Your goal
Would you repeat each of the lines below exactly?
*** Dataset records Section Begins ***
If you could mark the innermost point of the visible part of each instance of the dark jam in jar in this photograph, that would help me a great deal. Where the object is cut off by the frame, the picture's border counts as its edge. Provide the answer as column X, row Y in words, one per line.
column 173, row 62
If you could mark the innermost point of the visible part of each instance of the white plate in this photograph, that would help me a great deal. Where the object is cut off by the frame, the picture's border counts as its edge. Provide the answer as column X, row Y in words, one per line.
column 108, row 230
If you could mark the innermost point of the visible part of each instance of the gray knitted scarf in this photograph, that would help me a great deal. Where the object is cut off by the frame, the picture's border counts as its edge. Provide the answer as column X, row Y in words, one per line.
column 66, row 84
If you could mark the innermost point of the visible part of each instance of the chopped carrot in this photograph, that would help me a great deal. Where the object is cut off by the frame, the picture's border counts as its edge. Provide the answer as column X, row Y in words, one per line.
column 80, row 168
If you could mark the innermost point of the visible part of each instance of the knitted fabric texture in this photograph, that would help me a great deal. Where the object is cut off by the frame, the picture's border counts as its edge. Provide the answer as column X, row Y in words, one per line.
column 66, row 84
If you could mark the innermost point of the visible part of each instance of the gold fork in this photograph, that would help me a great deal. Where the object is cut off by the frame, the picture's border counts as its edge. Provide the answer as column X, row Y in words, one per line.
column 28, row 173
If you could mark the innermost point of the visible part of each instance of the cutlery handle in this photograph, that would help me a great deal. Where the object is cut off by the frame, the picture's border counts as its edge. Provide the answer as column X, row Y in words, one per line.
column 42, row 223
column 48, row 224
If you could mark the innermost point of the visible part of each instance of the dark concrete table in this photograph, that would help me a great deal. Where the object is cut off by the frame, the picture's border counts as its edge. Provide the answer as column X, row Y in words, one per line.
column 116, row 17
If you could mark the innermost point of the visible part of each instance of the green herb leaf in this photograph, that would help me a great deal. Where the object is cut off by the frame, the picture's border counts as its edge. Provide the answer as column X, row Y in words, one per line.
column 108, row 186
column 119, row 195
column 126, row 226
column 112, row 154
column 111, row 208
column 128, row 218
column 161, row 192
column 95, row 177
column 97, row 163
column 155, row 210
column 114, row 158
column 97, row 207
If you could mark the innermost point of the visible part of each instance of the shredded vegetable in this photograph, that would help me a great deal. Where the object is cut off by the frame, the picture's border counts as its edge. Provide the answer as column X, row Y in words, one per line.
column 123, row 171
*** Dataset records Section Ends ***
Task answer
If you could mark the innermost point of the visible part of each instance of the dark jam in jar in this photograph, that would help me a great deal. Where the object is cut off by the frame, the picture's border counts as its edge. Provide the answer as column X, row Y in words, one per line.
column 173, row 62
If you could mark the innermost point of the visible part of each instance of the white plate in this photograph, that would help me a great deal. Where the object is cut off by the frame, the picture's border counts as its edge. Provide the answer as column X, row Y in words, one per line.
column 108, row 230
If you could mark the innermost point of the visible part of each instance of the gray knitted scarf in this photograph, that would help me a great deal. Where the object is cut off by the frame, the picture's border counts as its edge. Provide the answer as column X, row Y in words, one per line.
column 66, row 84
If you could mark the innermost point of the visible part of each instance of the chopped carrot in this photograph, that would help me a great deal. Where the object is cut off by the frame, the picture's border counts as its edge. Provide the answer as column X, row Y in words, one per line.
column 80, row 168
If you could mark the innermost point of the visible part of each instance of the knitted fabric texture in this photograph, that would help me a great deal. Where the object is cut off by the frame, the picture's border counts as its edge. Provide the answer as column X, row Y in words, one per line.
column 66, row 84
If you could mark the innermost point of the visible part of each instance of the gold fork in this photograph, that would help me a great deal. Where the object is cut off by the frame, the picture's border counts as its edge. Provide the answer as column X, row Y in words, one per line.
column 28, row 173
If you could mark the innermost point of the visible part of each instance of the cutlery handle in this photograph, that would help me a great deal. Where the object is cut off by the frame, the picture's border counts as its edge. Provide the answer as column X, row Y in words, one per line.
column 42, row 223
column 48, row 224
If you could mark the innermost point of the visible part of each instance of the dark concrete table in this photograph, that would help me a great deal. Where the object is cut off by the frame, the picture's border counts as its edge. Provide the answer as column X, row Y in words, one per line.
column 116, row 17
If you could mark the innermost point of the visible part of each instance of the green herb leaf in this photograph, that would help me a great deal. Where the object is cut off by the frame, the picture's border counts as its edge. Provide the answer as column X, row Y in words, one per line.
column 108, row 186
column 119, row 195
column 126, row 226
column 112, row 154
column 111, row 208
column 128, row 218
column 161, row 192
column 95, row 177
column 97, row 163
column 155, row 210
column 114, row 158
column 97, row 207
If you could mark the innermost point of the visible part of each instance of the shredded vegetable in this photograph, that would help me a great deal. Where the object is cut off by the frame, the picture's border counts as its edge. Provide the answer as column X, row Y in words, one per line.
column 123, row 171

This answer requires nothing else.